> What you will do
What you should copy is the line containing "target | white boat" and all lines after it in the entries below, exactly and without anything added.
++++ Extracted information ++++
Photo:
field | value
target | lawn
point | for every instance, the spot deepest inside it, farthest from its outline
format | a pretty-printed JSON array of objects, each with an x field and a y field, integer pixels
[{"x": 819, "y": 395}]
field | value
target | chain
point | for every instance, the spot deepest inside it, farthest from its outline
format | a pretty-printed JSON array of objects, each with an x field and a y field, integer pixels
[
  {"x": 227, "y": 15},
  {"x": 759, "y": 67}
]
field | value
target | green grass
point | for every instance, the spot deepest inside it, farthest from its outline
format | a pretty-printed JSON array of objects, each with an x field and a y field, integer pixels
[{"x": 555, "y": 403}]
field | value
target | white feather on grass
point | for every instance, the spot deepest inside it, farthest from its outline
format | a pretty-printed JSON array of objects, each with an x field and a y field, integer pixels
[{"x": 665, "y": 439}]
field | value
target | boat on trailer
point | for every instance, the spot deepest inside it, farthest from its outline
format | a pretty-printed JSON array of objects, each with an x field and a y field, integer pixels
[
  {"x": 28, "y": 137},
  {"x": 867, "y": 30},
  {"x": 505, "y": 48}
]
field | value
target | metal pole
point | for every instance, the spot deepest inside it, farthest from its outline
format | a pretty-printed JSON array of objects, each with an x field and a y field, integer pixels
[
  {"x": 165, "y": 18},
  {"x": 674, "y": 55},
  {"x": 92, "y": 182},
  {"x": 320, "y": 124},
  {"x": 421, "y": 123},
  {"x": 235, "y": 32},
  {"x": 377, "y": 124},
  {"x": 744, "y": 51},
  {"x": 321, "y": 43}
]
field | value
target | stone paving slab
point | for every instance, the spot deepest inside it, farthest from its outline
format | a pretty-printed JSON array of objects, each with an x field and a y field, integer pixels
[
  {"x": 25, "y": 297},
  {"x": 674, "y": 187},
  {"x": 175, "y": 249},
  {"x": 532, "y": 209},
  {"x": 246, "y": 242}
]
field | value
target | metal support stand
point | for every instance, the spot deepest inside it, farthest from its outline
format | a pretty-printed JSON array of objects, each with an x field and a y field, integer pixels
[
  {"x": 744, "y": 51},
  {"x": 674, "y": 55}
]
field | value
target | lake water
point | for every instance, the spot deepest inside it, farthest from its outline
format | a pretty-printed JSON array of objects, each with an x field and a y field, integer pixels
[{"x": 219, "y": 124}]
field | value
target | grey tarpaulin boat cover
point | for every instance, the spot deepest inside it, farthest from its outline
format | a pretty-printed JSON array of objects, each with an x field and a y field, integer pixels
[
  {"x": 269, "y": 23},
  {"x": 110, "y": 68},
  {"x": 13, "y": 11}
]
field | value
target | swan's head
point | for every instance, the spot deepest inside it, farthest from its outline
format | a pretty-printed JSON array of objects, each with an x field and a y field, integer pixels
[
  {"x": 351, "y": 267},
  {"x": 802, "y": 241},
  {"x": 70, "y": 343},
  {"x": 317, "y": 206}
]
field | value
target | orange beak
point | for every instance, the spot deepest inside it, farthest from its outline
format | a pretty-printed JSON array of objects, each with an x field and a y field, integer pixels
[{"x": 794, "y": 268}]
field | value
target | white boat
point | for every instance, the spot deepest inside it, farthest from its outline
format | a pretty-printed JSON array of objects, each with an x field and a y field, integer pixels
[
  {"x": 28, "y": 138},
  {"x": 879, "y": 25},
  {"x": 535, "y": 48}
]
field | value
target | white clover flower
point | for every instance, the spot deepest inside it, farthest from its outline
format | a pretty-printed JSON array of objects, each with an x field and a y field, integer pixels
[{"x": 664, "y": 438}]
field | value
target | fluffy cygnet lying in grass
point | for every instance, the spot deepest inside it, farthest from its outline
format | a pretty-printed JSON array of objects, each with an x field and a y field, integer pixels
++++
> Answer space
target | white boat
point | for every instance, the spot deepest inside it, farthest from its outline
format | a pretty-printed JSON array of objects, each with an x field and a y field, integer pixels
[
  {"x": 28, "y": 138},
  {"x": 879, "y": 25},
  {"x": 535, "y": 48}
]
field | value
target | white clover flower
point | for every instance, the spot deepest inside it, farthest from its outline
format | a pretty-printed JSON array of objects, each with an x field and a y field, integer pixels
[{"x": 664, "y": 438}]
field | value
target | fluffy cygnet lying in grass
point | for every instance, the spot deepest inside it, farthest from its outline
format | a pretty-printed JSON array of objects, each with an x field and a y field, integer pixels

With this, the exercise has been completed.